### [What needs to be done]
With pictures removed, output every record below exactly as written.

#### Records provided

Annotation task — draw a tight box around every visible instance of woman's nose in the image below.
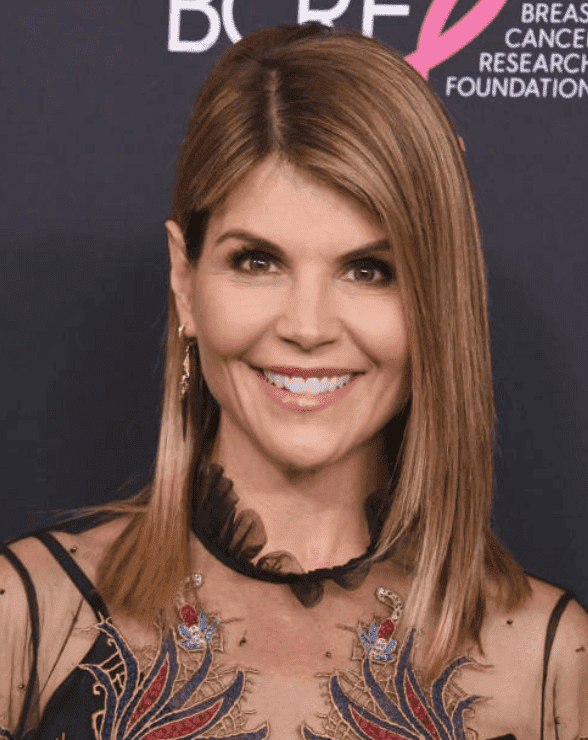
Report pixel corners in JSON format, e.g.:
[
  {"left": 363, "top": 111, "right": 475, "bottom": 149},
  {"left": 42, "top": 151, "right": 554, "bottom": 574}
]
[{"left": 274, "top": 275, "right": 341, "bottom": 351}]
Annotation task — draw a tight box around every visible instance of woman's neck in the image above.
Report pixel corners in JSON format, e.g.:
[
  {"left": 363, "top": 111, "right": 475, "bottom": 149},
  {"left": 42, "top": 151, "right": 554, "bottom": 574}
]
[{"left": 208, "top": 423, "right": 389, "bottom": 571}]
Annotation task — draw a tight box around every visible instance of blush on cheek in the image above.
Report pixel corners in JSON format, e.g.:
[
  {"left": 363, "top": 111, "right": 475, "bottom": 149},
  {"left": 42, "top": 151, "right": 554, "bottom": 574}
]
[{"left": 197, "top": 287, "right": 268, "bottom": 357}]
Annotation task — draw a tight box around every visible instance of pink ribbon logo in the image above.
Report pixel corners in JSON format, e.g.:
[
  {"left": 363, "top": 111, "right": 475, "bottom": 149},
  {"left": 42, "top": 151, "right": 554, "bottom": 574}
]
[{"left": 406, "top": 0, "right": 508, "bottom": 79}]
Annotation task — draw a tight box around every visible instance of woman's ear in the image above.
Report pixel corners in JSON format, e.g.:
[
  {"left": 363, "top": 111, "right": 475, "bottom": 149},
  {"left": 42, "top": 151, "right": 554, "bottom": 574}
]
[{"left": 165, "top": 219, "right": 197, "bottom": 338}]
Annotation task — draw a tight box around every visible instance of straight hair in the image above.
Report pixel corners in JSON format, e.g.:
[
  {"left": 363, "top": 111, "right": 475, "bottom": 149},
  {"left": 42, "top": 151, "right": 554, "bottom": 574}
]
[{"left": 69, "top": 22, "right": 530, "bottom": 681}]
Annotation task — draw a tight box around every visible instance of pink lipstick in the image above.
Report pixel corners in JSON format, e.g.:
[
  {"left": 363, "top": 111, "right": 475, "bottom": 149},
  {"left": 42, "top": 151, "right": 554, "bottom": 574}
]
[{"left": 254, "top": 367, "right": 362, "bottom": 412}]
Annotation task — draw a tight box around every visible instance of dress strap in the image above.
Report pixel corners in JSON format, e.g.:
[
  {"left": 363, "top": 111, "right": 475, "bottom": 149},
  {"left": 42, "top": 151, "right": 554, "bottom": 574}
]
[
  {"left": 540, "top": 589, "right": 575, "bottom": 740},
  {"left": 0, "top": 543, "right": 40, "bottom": 740},
  {"left": 32, "top": 532, "right": 110, "bottom": 621}
]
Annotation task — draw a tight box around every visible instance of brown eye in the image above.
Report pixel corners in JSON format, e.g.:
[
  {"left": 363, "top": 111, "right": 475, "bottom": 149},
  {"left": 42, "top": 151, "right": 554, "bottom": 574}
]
[
  {"left": 248, "top": 255, "right": 273, "bottom": 272},
  {"left": 228, "top": 248, "right": 279, "bottom": 274},
  {"left": 353, "top": 265, "right": 377, "bottom": 282},
  {"left": 346, "top": 259, "right": 394, "bottom": 285}
]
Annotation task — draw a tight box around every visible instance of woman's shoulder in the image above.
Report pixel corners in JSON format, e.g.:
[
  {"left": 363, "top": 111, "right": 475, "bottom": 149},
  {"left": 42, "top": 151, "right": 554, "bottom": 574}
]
[
  {"left": 482, "top": 573, "right": 587, "bottom": 650},
  {"left": 483, "top": 574, "right": 587, "bottom": 713},
  {"left": 2, "top": 514, "right": 132, "bottom": 584},
  {"left": 0, "top": 516, "right": 134, "bottom": 632},
  {"left": 505, "top": 573, "right": 586, "bottom": 635},
  {"left": 518, "top": 576, "right": 588, "bottom": 732},
  {"left": 47, "top": 514, "right": 133, "bottom": 582}
]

########

### [Problem solution]
Annotation task — draw a tight box around every visible instance of woman's nose in the image below.
Report pixel corners in JSON format, e.g.:
[
  {"left": 363, "top": 111, "right": 475, "bottom": 149},
  {"left": 42, "top": 151, "right": 554, "bottom": 574}
]
[{"left": 274, "top": 275, "right": 341, "bottom": 351}]
Annotation task — draw a tight box around every visible instance of woman's neck in the image above.
Report pixel corners in JSON format, e.g.:
[
  {"left": 363, "top": 111, "right": 475, "bottom": 149},
  {"left": 42, "top": 151, "right": 554, "bottom": 574}
]
[{"left": 208, "top": 423, "right": 389, "bottom": 571}]
Annotation task — draw a tight box around every visible instance of blush on cheek in the image above.
Report pixel corners in JSON format, e.g.:
[
  {"left": 363, "top": 111, "right": 475, "bottom": 149},
  {"left": 42, "top": 151, "right": 554, "bottom": 574}
]
[{"left": 197, "top": 287, "right": 268, "bottom": 357}]
Annotation task — draw a tight box around every visible instance of pink ribbon logo in the image above.
Report pixel corners in JSON format, e.g.:
[
  {"left": 363, "top": 111, "right": 475, "bottom": 149},
  {"left": 42, "top": 151, "right": 554, "bottom": 574}
]
[{"left": 406, "top": 0, "right": 508, "bottom": 79}]
Annotation task — draw a tight box around every visible instance of woman's ear in the image above.
Report pixel corners in JSON format, e.g.:
[
  {"left": 363, "top": 111, "right": 475, "bottom": 149},
  {"left": 42, "top": 151, "right": 554, "bottom": 574}
]
[{"left": 165, "top": 219, "right": 197, "bottom": 338}]
Annotation task — draw a tight box around every visible instance of straight hair in the image above.
Report pixel corners in JSON format, e.g.:
[
  {"left": 363, "top": 111, "right": 475, "bottom": 149},
  {"left": 42, "top": 151, "right": 554, "bottom": 574}
]
[{"left": 69, "top": 22, "right": 530, "bottom": 681}]
Annotation task — draw a tight box around every visible instance of pink lipstick in the image above.
Report pixel corners in JSON format, e.g.:
[
  {"left": 363, "top": 111, "right": 475, "bottom": 149},
  {"left": 42, "top": 151, "right": 554, "bottom": 574}
]
[{"left": 254, "top": 367, "right": 362, "bottom": 412}]
Annotation task — draw a tight box around every visible instance of dress strap in the image above.
Report pixel corners in JSON format, e.g.:
[
  {"left": 363, "top": 111, "right": 475, "bottom": 149},
  {"left": 42, "top": 151, "right": 554, "bottom": 574}
]
[
  {"left": 540, "top": 589, "right": 575, "bottom": 740},
  {"left": 0, "top": 543, "right": 40, "bottom": 740},
  {"left": 32, "top": 532, "right": 110, "bottom": 621}
]
Annotation task — draw a tight box around every visible instance of brown eye in the image above.
Report pixel corners in JSON format, e.g.:
[
  {"left": 363, "top": 111, "right": 475, "bottom": 149},
  {"left": 42, "top": 151, "right": 554, "bottom": 574}
]
[
  {"left": 248, "top": 255, "right": 273, "bottom": 272},
  {"left": 228, "top": 248, "right": 279, "bottom": 274},
  {"left": 353, "top": 265, "right": 377, "bottom": 282},
  {"left": 346, "top": 259, "right": 394, "bottom": 285}
]
Annotation task — draw a tight box around every visible instance of woman's shoulder in the image above.
Report pixel corners in JSON format, e.g.:
[
  {"left": 363, "top": 111, "right": 475, "bottom": 149},
  {"left": 42, "top": 151, "right": 554, "bottom": 574}
]
[
  {"left": 482, "top": 573, "right": 587, "bottom": 650},
  {"left": 483, "top": 574, "right": 587, "bottom": 713},
  {"left": 2, "top": 514, "right": 132, "bottom": 584},
  {"left": 0, "top": 516, "right": 134, "bottom": 632},
  {"left": 505, "top": 573, "right": 586, "bottom": 635},
  {"left": 518, "top": 576, "right": 588, "bottom": 732},
  {"left": 47, "top": 514, "right": 133, "bottom": 582}
]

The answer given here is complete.